**Data excerpts**
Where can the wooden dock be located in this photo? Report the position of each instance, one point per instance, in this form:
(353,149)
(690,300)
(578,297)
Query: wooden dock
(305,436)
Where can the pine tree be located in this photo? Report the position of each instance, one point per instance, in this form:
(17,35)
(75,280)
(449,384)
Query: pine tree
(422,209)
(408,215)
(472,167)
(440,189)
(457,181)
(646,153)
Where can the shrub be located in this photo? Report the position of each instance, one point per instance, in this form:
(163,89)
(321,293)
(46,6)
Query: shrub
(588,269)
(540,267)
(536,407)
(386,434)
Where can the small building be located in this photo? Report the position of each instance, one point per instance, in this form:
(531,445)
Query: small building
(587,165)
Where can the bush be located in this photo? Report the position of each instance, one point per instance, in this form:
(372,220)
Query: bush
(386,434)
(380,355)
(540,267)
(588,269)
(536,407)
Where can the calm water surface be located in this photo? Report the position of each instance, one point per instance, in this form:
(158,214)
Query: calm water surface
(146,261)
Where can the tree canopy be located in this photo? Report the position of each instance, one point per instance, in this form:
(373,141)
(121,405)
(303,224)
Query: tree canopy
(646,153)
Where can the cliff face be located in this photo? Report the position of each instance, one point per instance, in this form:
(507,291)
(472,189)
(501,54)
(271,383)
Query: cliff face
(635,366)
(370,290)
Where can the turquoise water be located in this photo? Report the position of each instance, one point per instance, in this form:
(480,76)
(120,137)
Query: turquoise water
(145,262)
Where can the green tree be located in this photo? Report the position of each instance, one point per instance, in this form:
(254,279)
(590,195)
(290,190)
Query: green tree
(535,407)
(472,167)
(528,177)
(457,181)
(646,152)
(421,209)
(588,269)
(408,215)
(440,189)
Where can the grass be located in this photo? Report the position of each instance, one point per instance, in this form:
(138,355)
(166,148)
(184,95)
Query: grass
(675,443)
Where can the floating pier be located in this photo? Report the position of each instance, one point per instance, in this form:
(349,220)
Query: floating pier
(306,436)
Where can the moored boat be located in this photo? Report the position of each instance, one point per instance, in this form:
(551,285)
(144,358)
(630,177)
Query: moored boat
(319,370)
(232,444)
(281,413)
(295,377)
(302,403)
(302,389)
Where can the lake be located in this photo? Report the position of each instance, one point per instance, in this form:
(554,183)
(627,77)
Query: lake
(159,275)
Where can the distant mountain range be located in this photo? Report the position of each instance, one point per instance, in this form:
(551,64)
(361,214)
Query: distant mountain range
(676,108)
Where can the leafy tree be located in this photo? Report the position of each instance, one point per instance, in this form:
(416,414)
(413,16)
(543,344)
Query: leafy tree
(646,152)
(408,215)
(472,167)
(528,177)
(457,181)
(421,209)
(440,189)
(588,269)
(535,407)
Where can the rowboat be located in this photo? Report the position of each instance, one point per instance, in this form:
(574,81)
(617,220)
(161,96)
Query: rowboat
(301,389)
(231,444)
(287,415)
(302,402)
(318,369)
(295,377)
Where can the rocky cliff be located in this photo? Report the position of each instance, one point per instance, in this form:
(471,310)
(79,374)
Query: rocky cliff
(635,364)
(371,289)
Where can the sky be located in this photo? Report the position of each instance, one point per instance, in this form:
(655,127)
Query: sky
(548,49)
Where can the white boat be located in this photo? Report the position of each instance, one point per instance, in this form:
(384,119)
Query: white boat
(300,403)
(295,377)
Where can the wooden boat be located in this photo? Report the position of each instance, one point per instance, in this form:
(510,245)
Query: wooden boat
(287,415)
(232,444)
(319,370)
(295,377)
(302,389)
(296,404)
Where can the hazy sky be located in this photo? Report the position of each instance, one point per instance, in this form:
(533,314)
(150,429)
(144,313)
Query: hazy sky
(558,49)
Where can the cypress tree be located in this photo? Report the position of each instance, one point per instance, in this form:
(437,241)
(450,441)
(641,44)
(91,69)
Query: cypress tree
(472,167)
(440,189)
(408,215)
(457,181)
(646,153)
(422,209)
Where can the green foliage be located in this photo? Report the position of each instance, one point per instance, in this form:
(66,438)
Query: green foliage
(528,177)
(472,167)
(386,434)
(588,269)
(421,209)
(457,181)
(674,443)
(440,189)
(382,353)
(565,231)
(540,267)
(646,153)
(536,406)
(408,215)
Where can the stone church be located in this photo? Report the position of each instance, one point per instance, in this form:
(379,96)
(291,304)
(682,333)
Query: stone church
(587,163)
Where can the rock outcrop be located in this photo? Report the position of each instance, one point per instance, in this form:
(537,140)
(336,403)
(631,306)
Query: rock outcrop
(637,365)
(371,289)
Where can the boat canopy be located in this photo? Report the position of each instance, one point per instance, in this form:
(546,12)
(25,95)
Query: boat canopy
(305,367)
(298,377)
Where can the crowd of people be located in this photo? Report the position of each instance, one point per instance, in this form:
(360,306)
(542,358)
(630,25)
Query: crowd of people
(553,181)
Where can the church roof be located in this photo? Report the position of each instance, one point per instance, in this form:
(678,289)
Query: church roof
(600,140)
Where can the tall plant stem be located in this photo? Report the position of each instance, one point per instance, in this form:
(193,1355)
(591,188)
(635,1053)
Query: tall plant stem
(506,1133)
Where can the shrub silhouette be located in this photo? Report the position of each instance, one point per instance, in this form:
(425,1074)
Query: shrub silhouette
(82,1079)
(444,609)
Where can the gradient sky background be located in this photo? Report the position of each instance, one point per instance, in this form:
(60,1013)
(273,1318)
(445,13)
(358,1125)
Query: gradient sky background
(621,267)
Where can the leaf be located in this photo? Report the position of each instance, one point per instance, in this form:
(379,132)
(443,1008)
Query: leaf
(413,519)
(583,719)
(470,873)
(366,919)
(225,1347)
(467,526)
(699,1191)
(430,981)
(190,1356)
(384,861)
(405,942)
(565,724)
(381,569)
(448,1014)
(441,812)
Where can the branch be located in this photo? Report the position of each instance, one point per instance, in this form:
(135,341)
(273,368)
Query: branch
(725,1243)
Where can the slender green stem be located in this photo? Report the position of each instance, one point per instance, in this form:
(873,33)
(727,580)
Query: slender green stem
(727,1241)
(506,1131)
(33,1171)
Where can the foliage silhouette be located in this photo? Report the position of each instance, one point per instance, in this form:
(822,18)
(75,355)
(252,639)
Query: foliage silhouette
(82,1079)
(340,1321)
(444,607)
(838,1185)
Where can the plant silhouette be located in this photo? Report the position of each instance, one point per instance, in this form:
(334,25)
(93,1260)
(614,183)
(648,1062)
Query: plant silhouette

**Exercise**
Retype each line of the data exactly as it reads.

**Output for this task**
Where can the wooden dock be located in this photo? Report the position of each instance, one point per instance, in this form:
(353,149)
(690,300)
(578,297)
Query: wooden dock
(305,436)
Where can the pine tree be located in this photo? Report the position of each instance, one point per instance, in this form:
(17,35)
(75,280)
(449,384)
Query: pine tree
(422,209)
(408,215)
(472,167)
(440,189)
(457,181)
(646,153)
Where can the shrub be located in this photo? Report the position of each instance, one point per instance, in this form:
(163,89)
(321,293)
(46,6)
Query: shrub
(588,269)
(540,267)
(536,407)
(386,434)
Where can the small building be located in this photo? Report the position of each instance, one point per instance, in this form:
(531,445)
Query: small building
(587,165)
Where can the bush be located in this photo? Report the position of each instance, one point per instance, in this form:
(372,220)
Query: bush
(386,434)
(380,355)
(540,267)
(588,269)
(536,407)
Where can the calm water surface be located in this photo? Report the position of each instance, one point per instance, in this form:
(158,214)
Query: calm water surface
(146,261)
Where can the tree canopy be located in this photo? Report the position of each instance, one point per instance, in this form:
(373,141)
(121,405)
(303,224)
Query: tree canopy
(646,153)
Where can the cliff face be located in this photo? Report the position of each instance, one point per instance, in this form:
(507,291)
(472,189)
(501,54)
(271,383)
Query: cliff face
(635,366)
(370,290)
Where can the turquoise water be located in this photo? Report the position of each instance, one point per instance, in this form:
(480,76)
(120,137)
Query: turquoise water
(145,262)
Where can the green tree be located in this photo? Report the position of each instance, one point per instance, in this form:
(254,279)
(590,195)
(290,190)
Query: green tree
(535,407)
(472,167)
(528,177)
(457,181)
(646,152)
(421,209)
(588,269)
(408,215)
(440,189)
Where can the grass be located in this photo? Report the position of each instance, one point per instance, in this form:
(138,355)
(166,148)
(184,95)
Query: grass
(675,443)
Where can the floating pier be located in this photo? Report the position of each instance, one point per instance, in this form:
(349,220)
Query: floating pier
(306,436)
Where can the moored boat be located in this photo? Report the position of each instance, one point per instance, in this form:
(551,285)
(144,358)
(630,177)
Query: moored boat
(319,370)
(232,444)
(281,413)
(295,377)
(302,403)
(302,389)
Where can the lake be located in this photo? Report the position of each instance, one point per instance, in this form:
(554,183)
(627,77)
Query: lake
(159,275)
Where can the distant mountain range be located in this photo? Report the position of each instance, one point per instance, in this form:
(551,64)
(361,214)
Query: distant mountain range
(676,108)
Where can the leafy tree be located in this photo? Report the position of each instance, one point per instance, in this form:
(416,414)
(413,16)
(543,344)
Query: leafy tree
(646,152)
(408,215)
(472,167)
(528,177)
(457,181)
(421,209)
(440,189)
(588,269)
(535,407)
Where can the rowboat be located in this photo? Report the position of each instance, one point per instance, in this form:
(574,81)
(617,220)
(161,96)
Query: rowboat
(301,389)
(231,444)
(287,415)
(302,402)
(318,369)
(295,377)
Where can the rocky cliff be located in this photo? Report the position of each instance, one point per instance, in this form:
(471,310)
(79,374)
Query: rocky cliff
(635,364)
(371,289)
Where can the sky be located in this photo? Report the position of each instance, one point per instance, in this form:
(655,127)
Query: sky
(548,49)
Where can the white boat be located in this photo? Report the position of each instance, one point per instance, in this form:
(384,119)
Query: white boat
(300,403)
(295,377)
Where can the wooden boat be located in this photo? Report the position of each instance, one point per instance, in this form:
(510,245)
Query: wooden boat
(287,415)
(232,444)
(319,370)
(295,377)
(302,389)
(296,404)
Where can the hazy sky be located in this photo? Report the position of each instance, one point per instance, in this form:
(533,314)
(150,429)
(144,313)
Query: hazy sky
(558,49)
Where can the cypress tree be located in this photo? Report the position of each instance, one point per instance, in this form:
(437,241)
(450,441)
(641,44)
(91,69)
Query: cypress tree
(472,167)
(440,189)
(408,215)
(457,181)
(646,153)
(422,209)
Where can the green foliage be located in this photo? Report the position of each instance, one point per instance, in this form:
(66,438)
Query: green foliage
(528,177)
(472,167)
(386,434)
(588,269)
(421,209)
(457,181)
(674,443)
(440,189)
(382,353)
(565,231)
(540,267)
(646,153)
(536,406)
(408,215)
Where can the stone church be located in this photo? Report the position of each instance, one point per instance, in this form:
(379,96)
(291,304)
(682,333)
Query: stone church
(587,163)
Where can the rock outcrop be located in this photo? Report the position of each instance, one point per instance, in this form:
(537,140)
(336,403)
(631,306)
Query: rock outcrop
(637,365)
(371,289)
Where can the boat canopy be located in this photo? Report the position of each instance, one point per instance, in this form:
(546,12)
(25,95)
Query: boat canopy
(305,367)
(298,377)
Where can the crowd of people be located in this photo? Report the position of each instance, one point per instance, in this form:
(360,306)
(542,358)
(630,25)
Query: crowd of people
(553,181)
Where can the church roof be located in this photo? Report the position of each instance, one point per instance, in this form:
(678,289)
Query: church roof
(600,140)
Where can the tall plant stem be located in this photo? Report the position of each instance, one point per instance, in this form:
(193,1355)
(591,188)
(635,1053)
Query: tall plant stem
(506,1133)
Where can the shrub silhouette be located in this photo? Report the position of each instance, one point per instance, in this form:
(425,1074)
Query: shrub silhouette
(82,1079)
(444,609)
Where can the gradient sky background be located in this photo? Report the position of each instance, one point per instance, in this form:
(60,1013)
(273,1318)
(445,13)
(358,1125)
Query: gradient sky background
(621,267)
Where can the leaf be located in this photo? Report the position of each instance, one point per instance, in this form:
(379,132)
(443,1008)
Query: leaf
(413,519)
(583,719)
(470,873)
(366,919)
(225,1347)
(467,526)
(699,1191)
(430,981)
(190,1356)
(384,861)
(405,942)
(565,724)
(381,569)
(448,1014)
(441,812)
Where can the branch be located in this photo? Report the position of each instance, one point per instance, in this form:
(135,341)
(273,368)
Query: branch
(725,1243)
Where can the slender green stem be located in this photo? Report the position of each instance, one point per instance, in this form:
(873,33)
(727,580)
Query: slender green stem
(727,1241)
(506,1131)
(33,1171)
Where can the foliage silhouette be located in this photo? Report the position of each instance, one point per instance, in this form:
(822,18)
(75,355)
(252,639)
Query: foliage silhouette
(82,1079)
(340,1321)
(444,607)
(838,1185)
Where can the plant silhouette be located in this photo? Report the position of each instance, one point per instance, in this form:
(334,25)
(93,1260)
(614,183)
(648,1062)
Query: plant silhouette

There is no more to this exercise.